» **Recorded information**

— BEGIN —

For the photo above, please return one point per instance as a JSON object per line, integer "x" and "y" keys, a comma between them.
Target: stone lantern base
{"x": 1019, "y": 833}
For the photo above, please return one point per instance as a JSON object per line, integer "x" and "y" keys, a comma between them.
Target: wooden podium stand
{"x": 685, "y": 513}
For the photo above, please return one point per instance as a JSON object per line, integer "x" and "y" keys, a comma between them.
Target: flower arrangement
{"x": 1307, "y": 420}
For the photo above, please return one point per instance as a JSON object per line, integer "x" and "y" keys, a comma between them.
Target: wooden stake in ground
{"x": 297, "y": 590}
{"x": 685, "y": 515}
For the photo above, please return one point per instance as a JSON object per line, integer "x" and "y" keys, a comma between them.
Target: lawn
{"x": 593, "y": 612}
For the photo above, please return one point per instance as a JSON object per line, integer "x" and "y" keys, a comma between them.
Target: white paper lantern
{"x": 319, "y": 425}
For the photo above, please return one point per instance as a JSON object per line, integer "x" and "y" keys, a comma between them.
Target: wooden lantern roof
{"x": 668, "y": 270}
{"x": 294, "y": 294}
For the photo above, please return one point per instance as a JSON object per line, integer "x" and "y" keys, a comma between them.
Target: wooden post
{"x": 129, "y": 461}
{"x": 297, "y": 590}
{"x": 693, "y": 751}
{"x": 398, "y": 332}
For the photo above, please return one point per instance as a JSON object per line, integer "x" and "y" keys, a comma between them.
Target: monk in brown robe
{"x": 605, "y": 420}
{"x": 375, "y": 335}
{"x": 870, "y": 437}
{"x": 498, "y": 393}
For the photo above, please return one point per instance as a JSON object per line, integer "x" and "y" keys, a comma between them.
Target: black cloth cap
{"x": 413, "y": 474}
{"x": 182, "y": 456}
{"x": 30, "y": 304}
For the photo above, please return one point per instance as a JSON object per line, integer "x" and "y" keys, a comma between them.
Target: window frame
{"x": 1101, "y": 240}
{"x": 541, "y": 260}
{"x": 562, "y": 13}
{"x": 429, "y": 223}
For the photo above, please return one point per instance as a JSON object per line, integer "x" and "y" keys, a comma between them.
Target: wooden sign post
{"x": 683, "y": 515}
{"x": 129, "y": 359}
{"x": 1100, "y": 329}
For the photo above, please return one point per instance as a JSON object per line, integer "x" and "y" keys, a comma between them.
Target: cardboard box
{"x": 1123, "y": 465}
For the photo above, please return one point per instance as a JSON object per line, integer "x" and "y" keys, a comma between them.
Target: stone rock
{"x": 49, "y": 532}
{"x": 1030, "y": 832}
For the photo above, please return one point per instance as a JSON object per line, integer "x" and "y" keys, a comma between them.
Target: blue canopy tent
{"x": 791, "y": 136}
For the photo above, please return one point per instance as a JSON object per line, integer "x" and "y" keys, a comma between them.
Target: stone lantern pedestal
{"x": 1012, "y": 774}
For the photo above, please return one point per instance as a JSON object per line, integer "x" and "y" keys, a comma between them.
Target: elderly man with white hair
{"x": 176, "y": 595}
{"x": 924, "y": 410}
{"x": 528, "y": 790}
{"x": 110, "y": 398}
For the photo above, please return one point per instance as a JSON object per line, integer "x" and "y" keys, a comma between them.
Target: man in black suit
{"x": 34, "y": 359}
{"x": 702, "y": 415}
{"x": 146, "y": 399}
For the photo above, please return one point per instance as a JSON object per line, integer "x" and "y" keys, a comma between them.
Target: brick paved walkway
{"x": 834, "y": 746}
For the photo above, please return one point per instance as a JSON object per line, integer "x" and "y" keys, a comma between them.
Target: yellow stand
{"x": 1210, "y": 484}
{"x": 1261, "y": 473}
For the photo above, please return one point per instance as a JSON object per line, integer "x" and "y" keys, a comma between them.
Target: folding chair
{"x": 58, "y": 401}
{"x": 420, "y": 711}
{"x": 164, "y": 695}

— END —

Please pick out every line of the listing above that contains the word "white" and copy those lines. Case counts.

» **Answer to this task**
Target: white paper lantern
Target: elderly man with white hair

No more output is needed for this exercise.